- Opening Delimiter -

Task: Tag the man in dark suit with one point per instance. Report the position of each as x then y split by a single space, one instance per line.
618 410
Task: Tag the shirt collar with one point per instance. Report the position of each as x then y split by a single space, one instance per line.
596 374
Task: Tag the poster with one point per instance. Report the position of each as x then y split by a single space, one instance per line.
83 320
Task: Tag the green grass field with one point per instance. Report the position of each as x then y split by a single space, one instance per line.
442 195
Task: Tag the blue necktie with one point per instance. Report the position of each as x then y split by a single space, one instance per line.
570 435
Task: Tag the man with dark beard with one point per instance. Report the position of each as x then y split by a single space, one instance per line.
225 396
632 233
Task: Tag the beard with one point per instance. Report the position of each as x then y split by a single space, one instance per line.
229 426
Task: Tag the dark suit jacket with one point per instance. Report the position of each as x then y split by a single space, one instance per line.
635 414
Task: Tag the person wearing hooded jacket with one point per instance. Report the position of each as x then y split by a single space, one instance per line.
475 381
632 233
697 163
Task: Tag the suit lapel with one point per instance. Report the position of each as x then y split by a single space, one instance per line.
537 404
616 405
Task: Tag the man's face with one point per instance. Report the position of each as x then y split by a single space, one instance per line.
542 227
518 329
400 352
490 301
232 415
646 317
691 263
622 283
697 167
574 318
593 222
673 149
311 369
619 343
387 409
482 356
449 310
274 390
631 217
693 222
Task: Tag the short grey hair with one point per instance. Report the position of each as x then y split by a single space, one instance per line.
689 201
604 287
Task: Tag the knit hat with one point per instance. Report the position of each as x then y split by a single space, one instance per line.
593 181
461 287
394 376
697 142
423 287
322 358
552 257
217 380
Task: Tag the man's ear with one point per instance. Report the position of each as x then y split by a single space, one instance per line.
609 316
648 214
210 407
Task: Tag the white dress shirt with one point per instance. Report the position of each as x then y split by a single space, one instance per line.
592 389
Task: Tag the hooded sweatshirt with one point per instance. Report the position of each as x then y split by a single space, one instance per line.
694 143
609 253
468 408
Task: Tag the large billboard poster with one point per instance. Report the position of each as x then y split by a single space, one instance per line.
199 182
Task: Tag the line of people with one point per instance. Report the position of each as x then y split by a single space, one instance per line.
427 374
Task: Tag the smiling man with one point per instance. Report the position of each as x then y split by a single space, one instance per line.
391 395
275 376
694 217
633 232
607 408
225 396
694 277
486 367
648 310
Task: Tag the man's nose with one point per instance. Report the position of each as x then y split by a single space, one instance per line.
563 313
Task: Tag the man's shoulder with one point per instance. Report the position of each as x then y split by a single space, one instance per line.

- Closing Delimiter -

Output the entire listing above without leaving out or altering anything.

### Result for this task
Task: Tag the man in dark suit with one point per instance. Report the position of each as x then y split by a single space, one instance per line.
618 410
Task: Tag the shirt collar with one point per instance. Report the position of each as x then y split by a single space, one instance per line.
596 374
Task: Tag the poster with one point per instance. Report the position of each as x then y split by a single space, one instance per line.
83 320
Task: Tag the green grass field with one point per instance. Report the position of each as x then y split by a single space, one instance per line.
442 195
Task: Tag the blue necktie with one point per instance. Report the position of each as x then y split by a single space, one instance per line.
570 435
Task: Tag the man with dark beard with one point per instance. Report the position of each as x then y split by a single space, one instance per line.
225 396
632 233
Task: Tag the beard with one point per instance. Report the position of each as x then y split by a single space, one instance per line.
229 426
Task: Tag the dark suit jacket with one point per instance. Report the position of each as x then y split by a single space, one instance per line.
635 414
Task: Tag the person wearing hooded jacket with one point per instance. Report the position of each as x then y split by a single space, one instance per line.
475 381
632 233
697 163
Task: Tag the suit lapel with one point per instance. Report the position of each as x then y split by a single space, one instance per line.
537 404
616 405
Task: Tag the man's face with one point per instance. Report the position of each as x then y split by a single space, one instance per line.
542 227
518 329
400 352
490 301
232 415
646 317
691 263
622 283
697 167
574 318
593 222
673 149
311 369
619 343
387 409
482 356
449 310
274 390
631 217
693 222
Task: Tag the short grey hair with one point per instance. Report the position of each as x then y split by a single space, one instance per line.
689 201
604 287
Task: Tag the knit hat with one point per instance. Report the position of each as x then y split by a single space, one instance per line.
593 181
461 287
394 376
697 142
423 287
322 358
552 257
217 380
Task: Tag the man's ear with one point per instance. Report the position of each as x then y split by a single space, one instance per line.
609 316
648 214
210 407
Task: Tag the white dress shirt with one point per instance. Report the position of each as x then y split by a single space, one instance per line.
592 389
Task: Tag the hooded sweatshirt with one point per instance. Report the position of each as x then y split by a single space, one instance per line.
694 143
609 253
468 408
Task: Tag the large billboard poster with one point per instance. Report the position of each as x then y split by a single space, one instance per line.
199 182
Task: Tag the line of people with one point per instance. Report the position of each as x then y split by a single space, one instance per line.
427 374
Task: Tag the smiling man with one point per instance. Report the position of each as x then y split by a single space, one instance per line.
391 395
275 376
694 217
633 232
607 408
225 396
694 277
486 367
648 310
Task: Tag the man's nose with one point per instance. Report the position of each as x then y split by a single space, one instance per line.
563 313
Task: Tag the man's shoulder with one point per instance. Report the position of each as x then y split by a single space, one instance per line.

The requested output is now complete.